As the drill string 140 is rotated, causing the reamer 100 to
rotate within the pilot hole 142 and the enlarged borehole 160, the
non-aggressive contact between the gage pads 120 and the sidewall
158 of the pilot hole 142 may reduce vibrations and non-concentric
rotation of the drill string 140. Because the gage pads 120 are
located closer to the body 102 of the reamer 100 than the cutting
elements 122, particularly when the blades 104 are in the extended
state, the gage pads 120 may come into contact with the sidewall
158 of the pilot hole 142 after the cutting elements 122 as the
blades 104 move from the retracted state to the extended state.
[0035] In embodiments where the blades 104 include the other gage
pads 134, the reamer 100 may be further stabilized against the
sidewall 162 of the enlarged borehole 160 by the other gage pads
134. For example, extension of the blades 104 to the extended state
may bring the other gage pads 134 into sliding contact with the
sidewall 162 of the enlarged borehole 160. As the reamer 100
rotates within the pilot hole 142 and the enlarged borehole 160,
the non-earth-removing contact between the other gage pads 134 and
the sidewall 162 of the enlarged borehole 160 may further reduce
vibrations and non-concentric rotation of the drill string 140.

[Annotated coordinate records]

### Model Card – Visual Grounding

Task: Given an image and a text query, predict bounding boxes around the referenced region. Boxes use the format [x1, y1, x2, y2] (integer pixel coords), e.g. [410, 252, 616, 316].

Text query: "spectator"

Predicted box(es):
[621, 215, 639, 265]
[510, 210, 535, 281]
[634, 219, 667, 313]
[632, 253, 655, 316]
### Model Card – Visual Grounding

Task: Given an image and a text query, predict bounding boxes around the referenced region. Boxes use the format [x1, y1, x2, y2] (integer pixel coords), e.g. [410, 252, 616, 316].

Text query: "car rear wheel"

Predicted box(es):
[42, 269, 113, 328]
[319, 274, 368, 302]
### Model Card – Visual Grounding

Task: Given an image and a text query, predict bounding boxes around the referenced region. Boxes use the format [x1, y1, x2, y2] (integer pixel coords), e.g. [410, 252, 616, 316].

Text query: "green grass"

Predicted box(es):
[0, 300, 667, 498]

## Required tasks
A) Please reproduce the passage on the reamer's gage pads in full, word for word.
B) Render every line of all the annotated coordinate records as a JSON list of strings, one string per line, skipping blank lines.

## Final answers
A)
As the drill string 140 is rotated, causing the reamer 100 to
rotate within the pilot hole 142 and the enlarged borehole 160, the
non-aggressive contact between the gage pads 120 and the sidewall
158 of the pilot hole 142 may reduce vibrations and non-concentric
rotation of the drill string 140. Because the gage pads 120 are
located closer to the body 102 of the reamer 100 than the cutting
elements 122, particularly when the blades 104 are in the extended
state, the gage pads 120 may come into contact with the sidewall
158 of the pilot hole 142 after the cutting elements 122 as the
blades 104 move from the retracted state to the extended state.
[0035] In embodiments where the blades 104 include the other gage
pads 134, the reamer 100 may be further stabilized against the
sidewall 162 of the enlarged borehole 160 by the other gage pads
134. For example, extension of the blades 104 to the extended state
may bring the other gage pads 134 into sliding contact with the
sidewall 162 of the enlarged borehole 160. As the reamer 100
rotates within the pilot hole 142 and the enlarged borehole 160,
the non-earth-removing contact between the other gage pads 134 and
the sidewall 162 of the enlarged borehole 160 may further reduce
vibrations and non-concentric rotation of the drill string 140.

B)
[
  "### Model Card – Visual Grounding",
  "Task: Given an image and a text query, predict bounding boxes around the referenced region. Boxes use the format [x1, y1, x2, y2] (integer pixel coords), e.g. [410, 252, 616, 316].",
  "Text query: \"spectator\"",
  "Predicted box(es):",
  "[621, 215, 639, 265]",
  "[510, 210, 535, 281]",
  "[634, 219, 667, 313]",
  "[632, 253, 655, 316]",
  "### Model Card – Visual Grounding",
  "Task: Given an image and a text query, predict bounding boxes around the referenced region. Boxes use the format [x1, y1, x2, y2] (integer pixel coords), e.g. [410, 252, 616, 316].",
  "Text query: \"car rear wheel\"",
  "Predicted box(es):",
  "[42, 269, 113, 328]",
  "[319, 274, 368, 302]",
  "### Model Card – Visual Grounding",
  "Task: Given an image and a text query, predict bounding boxes around the referenced region. Boxes use the format [x1, y1, x2, y2] (integer pixel coords), e.g. [410, 252, 616, 316].",
  "Text query: \"green grass\"",
  "Predicted box(es):",
  "[0, 300, 667, 498]"
]